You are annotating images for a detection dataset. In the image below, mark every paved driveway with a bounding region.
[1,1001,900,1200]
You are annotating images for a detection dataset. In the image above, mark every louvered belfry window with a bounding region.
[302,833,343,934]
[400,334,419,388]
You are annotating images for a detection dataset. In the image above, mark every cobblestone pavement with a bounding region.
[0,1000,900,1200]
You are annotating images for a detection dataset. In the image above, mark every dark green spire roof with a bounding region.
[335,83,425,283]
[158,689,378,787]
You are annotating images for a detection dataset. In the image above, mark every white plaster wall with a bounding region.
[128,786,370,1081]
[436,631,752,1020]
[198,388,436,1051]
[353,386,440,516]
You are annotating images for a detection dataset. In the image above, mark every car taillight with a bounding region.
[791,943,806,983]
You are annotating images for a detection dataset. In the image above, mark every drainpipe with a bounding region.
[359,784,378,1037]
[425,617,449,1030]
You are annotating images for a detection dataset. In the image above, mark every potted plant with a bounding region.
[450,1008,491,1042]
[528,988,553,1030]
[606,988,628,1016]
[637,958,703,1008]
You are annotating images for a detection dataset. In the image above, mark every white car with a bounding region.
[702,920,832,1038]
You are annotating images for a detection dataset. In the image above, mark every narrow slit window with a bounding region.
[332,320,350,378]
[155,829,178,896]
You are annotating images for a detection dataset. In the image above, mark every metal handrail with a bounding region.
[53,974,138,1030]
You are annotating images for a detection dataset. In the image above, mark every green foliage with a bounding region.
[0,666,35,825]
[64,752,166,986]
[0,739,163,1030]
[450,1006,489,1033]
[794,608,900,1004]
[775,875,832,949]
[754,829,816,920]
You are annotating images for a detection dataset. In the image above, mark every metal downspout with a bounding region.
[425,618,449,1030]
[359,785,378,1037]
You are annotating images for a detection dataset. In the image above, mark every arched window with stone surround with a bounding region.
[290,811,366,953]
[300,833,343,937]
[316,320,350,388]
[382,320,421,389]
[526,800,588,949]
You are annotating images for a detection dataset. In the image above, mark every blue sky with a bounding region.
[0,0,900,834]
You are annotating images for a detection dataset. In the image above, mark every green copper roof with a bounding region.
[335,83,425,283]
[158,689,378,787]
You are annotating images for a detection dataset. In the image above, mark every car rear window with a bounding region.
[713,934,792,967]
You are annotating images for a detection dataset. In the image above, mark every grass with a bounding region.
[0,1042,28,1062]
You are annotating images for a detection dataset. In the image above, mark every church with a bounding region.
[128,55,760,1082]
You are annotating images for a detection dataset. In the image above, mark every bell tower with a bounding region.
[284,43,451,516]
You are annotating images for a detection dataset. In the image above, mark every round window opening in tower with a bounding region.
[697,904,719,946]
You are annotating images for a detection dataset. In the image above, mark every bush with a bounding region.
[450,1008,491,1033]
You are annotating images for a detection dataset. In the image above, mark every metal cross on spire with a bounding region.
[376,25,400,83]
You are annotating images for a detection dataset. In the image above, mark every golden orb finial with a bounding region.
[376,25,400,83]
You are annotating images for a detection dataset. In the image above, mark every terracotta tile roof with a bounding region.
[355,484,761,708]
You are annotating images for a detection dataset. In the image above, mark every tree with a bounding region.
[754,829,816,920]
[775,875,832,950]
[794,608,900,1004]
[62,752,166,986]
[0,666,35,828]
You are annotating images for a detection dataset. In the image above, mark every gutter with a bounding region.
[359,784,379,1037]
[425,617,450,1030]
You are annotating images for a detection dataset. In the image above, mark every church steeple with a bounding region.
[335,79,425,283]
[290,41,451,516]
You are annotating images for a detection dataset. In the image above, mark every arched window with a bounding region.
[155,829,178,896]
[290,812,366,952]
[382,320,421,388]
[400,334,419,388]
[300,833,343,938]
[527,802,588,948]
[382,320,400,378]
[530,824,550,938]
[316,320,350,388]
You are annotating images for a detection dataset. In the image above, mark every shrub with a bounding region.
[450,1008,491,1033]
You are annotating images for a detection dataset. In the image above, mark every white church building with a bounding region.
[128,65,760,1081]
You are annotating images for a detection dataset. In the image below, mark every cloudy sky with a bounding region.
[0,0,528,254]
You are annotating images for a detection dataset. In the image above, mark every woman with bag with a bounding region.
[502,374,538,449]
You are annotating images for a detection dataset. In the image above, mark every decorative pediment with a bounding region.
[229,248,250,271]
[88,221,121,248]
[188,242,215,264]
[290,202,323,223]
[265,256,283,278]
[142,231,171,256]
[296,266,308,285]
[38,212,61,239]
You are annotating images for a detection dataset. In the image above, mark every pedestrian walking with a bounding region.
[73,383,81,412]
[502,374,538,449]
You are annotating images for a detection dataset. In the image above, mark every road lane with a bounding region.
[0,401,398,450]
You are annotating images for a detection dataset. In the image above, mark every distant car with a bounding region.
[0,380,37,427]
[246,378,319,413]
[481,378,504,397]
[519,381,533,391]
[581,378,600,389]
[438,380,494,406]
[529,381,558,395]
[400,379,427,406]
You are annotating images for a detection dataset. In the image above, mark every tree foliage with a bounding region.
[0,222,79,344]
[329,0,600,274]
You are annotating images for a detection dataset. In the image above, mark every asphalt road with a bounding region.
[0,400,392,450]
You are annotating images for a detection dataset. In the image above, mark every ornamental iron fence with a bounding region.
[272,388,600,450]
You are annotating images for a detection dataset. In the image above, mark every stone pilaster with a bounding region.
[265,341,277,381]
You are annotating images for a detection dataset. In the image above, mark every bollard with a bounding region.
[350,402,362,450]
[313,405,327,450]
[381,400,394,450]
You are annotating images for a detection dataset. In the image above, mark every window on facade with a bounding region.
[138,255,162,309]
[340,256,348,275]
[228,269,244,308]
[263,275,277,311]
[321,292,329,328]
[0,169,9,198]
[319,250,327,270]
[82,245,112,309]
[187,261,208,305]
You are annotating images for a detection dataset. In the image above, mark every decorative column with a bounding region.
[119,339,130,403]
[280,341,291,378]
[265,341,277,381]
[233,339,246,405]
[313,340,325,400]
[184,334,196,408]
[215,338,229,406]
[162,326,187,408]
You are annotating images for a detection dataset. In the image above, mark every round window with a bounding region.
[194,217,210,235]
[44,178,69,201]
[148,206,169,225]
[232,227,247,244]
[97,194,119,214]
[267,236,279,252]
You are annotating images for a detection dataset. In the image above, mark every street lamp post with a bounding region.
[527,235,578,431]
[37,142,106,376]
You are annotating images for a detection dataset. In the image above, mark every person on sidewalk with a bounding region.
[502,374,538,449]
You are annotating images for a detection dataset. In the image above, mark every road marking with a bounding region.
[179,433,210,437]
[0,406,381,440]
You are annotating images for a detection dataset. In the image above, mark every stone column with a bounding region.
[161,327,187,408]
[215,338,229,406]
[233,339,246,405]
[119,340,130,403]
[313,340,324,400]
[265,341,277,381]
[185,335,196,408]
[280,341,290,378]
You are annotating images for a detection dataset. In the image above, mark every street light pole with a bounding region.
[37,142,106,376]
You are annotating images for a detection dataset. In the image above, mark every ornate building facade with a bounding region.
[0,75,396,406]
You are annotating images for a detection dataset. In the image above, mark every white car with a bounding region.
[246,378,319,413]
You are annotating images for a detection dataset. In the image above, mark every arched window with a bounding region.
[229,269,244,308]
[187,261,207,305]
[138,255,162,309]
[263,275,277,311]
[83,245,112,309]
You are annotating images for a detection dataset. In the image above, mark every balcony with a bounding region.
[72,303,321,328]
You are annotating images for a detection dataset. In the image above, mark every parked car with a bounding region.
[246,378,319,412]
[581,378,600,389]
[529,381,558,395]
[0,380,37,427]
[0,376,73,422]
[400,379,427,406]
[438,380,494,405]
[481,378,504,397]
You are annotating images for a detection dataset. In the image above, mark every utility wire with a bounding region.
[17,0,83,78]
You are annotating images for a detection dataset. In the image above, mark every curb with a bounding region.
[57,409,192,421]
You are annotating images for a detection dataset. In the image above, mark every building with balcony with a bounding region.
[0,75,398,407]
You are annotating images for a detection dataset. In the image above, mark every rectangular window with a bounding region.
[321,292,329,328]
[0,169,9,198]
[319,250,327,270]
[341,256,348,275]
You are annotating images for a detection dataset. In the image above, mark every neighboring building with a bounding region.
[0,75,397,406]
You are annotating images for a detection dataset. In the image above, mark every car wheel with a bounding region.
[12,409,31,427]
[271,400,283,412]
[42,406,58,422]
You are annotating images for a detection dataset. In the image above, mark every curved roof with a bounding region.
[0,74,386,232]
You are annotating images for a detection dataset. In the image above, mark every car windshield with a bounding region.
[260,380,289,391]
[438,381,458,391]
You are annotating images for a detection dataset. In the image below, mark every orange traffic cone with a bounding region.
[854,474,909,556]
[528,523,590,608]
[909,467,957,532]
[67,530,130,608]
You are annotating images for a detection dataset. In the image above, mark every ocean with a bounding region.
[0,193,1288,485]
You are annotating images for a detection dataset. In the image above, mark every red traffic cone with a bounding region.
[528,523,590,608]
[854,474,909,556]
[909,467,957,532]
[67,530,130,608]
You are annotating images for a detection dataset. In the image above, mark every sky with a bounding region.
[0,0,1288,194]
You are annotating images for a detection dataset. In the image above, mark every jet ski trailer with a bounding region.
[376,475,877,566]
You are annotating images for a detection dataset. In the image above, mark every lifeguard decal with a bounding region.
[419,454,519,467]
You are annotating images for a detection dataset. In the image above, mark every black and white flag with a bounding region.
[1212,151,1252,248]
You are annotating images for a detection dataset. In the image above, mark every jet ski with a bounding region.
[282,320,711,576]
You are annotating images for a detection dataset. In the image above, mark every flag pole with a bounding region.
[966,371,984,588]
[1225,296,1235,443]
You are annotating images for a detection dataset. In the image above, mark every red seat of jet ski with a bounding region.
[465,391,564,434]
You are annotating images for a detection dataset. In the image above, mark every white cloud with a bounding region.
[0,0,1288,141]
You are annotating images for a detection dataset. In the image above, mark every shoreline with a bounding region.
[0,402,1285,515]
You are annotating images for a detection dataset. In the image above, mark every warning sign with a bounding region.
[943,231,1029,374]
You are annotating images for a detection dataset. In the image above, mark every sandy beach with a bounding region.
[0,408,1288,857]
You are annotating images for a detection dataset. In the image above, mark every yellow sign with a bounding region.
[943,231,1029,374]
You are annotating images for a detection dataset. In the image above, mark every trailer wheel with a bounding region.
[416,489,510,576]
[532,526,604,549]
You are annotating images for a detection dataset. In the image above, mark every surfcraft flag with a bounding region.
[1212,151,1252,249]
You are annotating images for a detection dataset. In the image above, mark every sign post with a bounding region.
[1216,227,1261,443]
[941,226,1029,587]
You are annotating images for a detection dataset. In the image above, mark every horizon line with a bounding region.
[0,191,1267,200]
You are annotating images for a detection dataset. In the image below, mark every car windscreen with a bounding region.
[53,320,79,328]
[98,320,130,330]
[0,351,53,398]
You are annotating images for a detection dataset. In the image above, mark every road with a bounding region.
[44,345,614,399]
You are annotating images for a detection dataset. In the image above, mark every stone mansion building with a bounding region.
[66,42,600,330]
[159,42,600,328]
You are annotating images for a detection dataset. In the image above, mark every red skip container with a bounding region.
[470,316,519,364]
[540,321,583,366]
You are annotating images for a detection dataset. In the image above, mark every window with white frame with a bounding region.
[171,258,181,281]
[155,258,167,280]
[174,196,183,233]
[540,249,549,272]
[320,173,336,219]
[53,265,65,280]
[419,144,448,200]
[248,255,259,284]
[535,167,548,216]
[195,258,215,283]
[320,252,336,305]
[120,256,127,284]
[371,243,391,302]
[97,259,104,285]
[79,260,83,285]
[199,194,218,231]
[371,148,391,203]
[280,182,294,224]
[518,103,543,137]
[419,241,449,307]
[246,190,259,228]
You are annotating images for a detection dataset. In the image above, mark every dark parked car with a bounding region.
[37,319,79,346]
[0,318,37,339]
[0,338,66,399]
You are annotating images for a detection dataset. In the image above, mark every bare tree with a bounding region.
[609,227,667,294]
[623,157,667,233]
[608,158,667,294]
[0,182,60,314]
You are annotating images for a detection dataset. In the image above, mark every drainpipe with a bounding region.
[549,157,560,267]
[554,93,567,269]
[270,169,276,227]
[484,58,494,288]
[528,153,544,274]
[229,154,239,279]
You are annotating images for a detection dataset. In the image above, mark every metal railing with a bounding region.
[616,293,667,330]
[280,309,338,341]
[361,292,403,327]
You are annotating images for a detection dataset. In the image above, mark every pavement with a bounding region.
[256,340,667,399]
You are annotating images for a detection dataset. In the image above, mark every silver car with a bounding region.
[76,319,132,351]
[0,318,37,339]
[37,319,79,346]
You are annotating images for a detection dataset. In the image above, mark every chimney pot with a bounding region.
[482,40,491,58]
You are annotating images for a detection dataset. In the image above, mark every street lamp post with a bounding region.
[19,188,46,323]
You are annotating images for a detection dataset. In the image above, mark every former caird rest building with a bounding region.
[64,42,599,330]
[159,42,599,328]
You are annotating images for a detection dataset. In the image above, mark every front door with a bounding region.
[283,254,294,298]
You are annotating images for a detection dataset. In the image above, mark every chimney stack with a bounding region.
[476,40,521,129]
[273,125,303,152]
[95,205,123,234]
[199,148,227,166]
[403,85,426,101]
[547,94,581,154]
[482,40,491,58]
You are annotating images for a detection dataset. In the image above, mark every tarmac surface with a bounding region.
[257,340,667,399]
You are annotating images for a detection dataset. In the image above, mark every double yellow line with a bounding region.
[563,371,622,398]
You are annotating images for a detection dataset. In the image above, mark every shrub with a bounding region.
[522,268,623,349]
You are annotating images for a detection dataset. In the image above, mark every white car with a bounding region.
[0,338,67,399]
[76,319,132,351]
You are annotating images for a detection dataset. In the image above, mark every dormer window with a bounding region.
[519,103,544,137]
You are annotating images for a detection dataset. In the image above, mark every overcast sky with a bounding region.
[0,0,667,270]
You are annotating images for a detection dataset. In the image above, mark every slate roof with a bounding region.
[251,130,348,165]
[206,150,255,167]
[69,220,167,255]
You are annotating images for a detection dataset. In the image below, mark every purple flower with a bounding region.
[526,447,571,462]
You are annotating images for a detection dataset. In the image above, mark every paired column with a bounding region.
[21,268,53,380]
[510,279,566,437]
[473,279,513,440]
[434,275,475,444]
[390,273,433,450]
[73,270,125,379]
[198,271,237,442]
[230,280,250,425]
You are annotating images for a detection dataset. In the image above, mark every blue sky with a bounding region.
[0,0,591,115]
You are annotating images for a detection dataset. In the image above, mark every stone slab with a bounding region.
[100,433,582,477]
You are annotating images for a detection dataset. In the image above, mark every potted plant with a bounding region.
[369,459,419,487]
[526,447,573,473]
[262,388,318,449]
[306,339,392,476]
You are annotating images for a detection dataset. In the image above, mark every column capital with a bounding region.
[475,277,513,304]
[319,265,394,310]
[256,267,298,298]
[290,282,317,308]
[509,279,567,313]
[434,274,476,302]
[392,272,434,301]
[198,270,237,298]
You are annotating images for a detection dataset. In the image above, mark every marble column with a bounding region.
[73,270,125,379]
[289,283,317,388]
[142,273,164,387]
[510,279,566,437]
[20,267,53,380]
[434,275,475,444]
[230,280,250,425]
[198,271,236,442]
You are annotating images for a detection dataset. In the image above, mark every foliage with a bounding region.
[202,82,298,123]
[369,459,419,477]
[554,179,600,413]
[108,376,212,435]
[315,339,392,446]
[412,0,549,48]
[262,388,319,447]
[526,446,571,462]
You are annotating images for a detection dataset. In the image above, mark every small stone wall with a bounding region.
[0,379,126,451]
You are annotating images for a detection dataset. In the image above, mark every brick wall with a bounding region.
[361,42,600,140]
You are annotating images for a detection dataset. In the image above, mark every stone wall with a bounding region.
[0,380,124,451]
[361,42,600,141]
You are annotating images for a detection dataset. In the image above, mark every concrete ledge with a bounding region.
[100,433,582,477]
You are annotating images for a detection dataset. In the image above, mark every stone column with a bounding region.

_To be done_. Copy out every line above that contains the string "road", matching uppercase and lowercase exactly.

_Answer to the problem_.
You are annotating images for a detection dataset. In the image above, mark every road lane with a bounding region.
You are annotating images for a detection dataset. In the image above, mark every asphalt road with a bounding region.
You are annotating images for a detection dataset. In the image above, mark every road marking with a bounding region.
You are annotating images for a detection dataset. In the image above, mark every road with a bounding region.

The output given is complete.